Your objective -> Format the data below as a JSON list of strings, one string per line, with blank lines omitted and the pictures left out.

----- Record excerpts -----

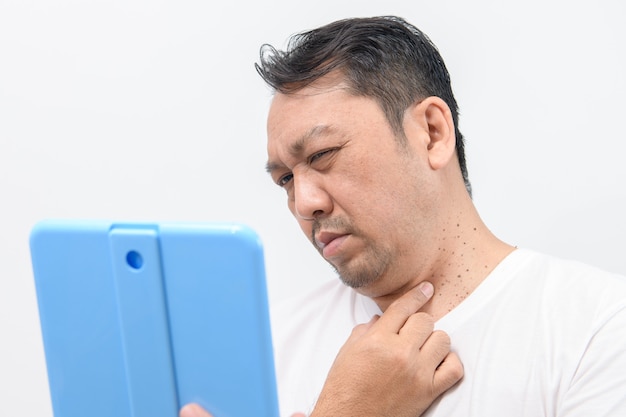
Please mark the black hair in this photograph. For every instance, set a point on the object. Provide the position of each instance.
(385, 58)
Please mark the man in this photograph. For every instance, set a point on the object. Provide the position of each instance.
(363, 136)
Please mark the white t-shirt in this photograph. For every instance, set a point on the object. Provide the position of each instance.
(538, 337)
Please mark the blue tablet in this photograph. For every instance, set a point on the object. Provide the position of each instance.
(140, 319)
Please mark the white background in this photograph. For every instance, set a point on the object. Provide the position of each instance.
(152, 110)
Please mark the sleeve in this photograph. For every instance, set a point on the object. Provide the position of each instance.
(598, 387)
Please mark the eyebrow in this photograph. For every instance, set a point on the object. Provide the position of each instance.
(298, 146)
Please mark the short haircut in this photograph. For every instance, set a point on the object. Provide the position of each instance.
(385, 58)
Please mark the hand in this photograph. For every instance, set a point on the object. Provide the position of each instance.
(395, 365)
(194, 410)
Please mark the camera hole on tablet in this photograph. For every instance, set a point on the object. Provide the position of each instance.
(134, 259)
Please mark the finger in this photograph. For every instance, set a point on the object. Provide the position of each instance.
(401, 309)
(449, 372)
(193, 410)
(435, 349)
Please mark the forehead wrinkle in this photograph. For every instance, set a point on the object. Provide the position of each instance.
(297, 147)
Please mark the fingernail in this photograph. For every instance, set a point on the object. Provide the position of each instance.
(427, 289)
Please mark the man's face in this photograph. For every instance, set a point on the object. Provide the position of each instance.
(359, 196)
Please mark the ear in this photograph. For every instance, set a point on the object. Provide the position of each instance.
(435, 118)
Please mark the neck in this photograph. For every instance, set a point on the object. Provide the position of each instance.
(465, 255)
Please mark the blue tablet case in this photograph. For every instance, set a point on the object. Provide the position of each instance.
(140, 319)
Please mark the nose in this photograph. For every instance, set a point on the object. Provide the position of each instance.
(310, 199)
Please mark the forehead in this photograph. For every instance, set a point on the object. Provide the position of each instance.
(319, 108)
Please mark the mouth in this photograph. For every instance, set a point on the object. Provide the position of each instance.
(329, 242)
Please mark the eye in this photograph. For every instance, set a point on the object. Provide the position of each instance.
(284, 180)
(319, 155)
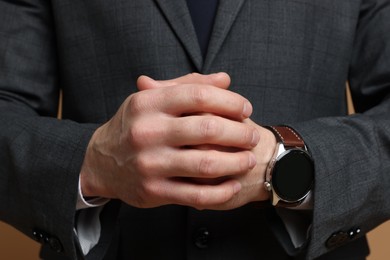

-----

Answer for the task ->
[
  "Please mark the black hair in this photograph. For every instance, set a point on the object. Provide the position of each instance.",
  "(385, 58)",
  "Please mark the man in this photograph. For every instance, set a point on the object. Provide the position of each instance.",
  "(363, 136)",
  "Please mark the white t-shirt in this photograph. For every instance, set a point on the object. Provide the position of each instance.",
  "(538, 337)",
  "Please mark the blue tablet in this photograph. For every instance, set a point on the object. Provide the position of each instance.",
  "(140, 319)",
  "Please mark the white background in this photograph. For every instance, set a point on the object. Provide the position of each instance.",
  "(152, 110)",
  "Please mark the sleeve in this photograph. For every instance, set a point on the object. Provide the position of each instance.",
  "(598, 387)",
  "Please mark the eyebrow in this photograph. For every instance, set a point on the object. Provide the position of each instance.",
  "(298, 146)",
  "Please mark the short haircut in this photograph. For every instance, set a point on the object. Provide the position of each instance.",
  "(385, 58)",
  "Please mark the hand in this photograph. For every instance, set a point on the object. Provide the position of each instance.",
  "(395, 365)",
  "(194, 410)",
  "Please mark the camera hole on tablet in this photograph. For every instance, set a point on the object. Provide the position of each instance.",
  "(134, 259)",
  "Please mark the finger in this photograph. For every instance, set a point on the object. Provide the position of each instance.",
  "(401, 309)",
  "(449, 372)",
  "(193, 410)",
  "(435, 349)",
  "Please mark the forehead wrinkle in this photograph. For every instance, set a point on the object. Provide the position of each instance.",
  "(297, 147)",
  "Please mark the fingernail in this photograph. For every instance, set a point on the object. Provide the position of each instance.",
  "(427, 289)",
  "Please mark the man's face in this photograph. For every instance, set a point on the object. Provide the position of each instance.",
  "(359, 196)",
  "Please mark the ear in this photograph. For every instance, set a point on the object. Provide the position of each instance.",
  "(435, 118)",
  "Please mark the neck in this photograph. For every instance, set a point on the object. Provide the position of each instance.",
  "(465, 255)",
  "Please mark the blue tablet case in this photograph. For every instance, set a point on the object. Provide the position of each instance.",
  "(140, 319)",
  "Please mark the nose in this photograph. For every instance, set a point on the object. Provide the position of each instance.",
  "(310, 199)",
  "Please mark the forehead in this photograph. For every instance, set a point on the object. Provide the position of each instance.",
  "(319, 108)",
  "Please mark the mouth in this photograph. For every instance, set a point on the object. Provide the position of each instance.",
  "(329, 242)",
  "Please mark the eye in this photograph. For every instance, set a point on the object. Provide the position of each instance.",
  "(284, 180)",
  "(319, 155)"
]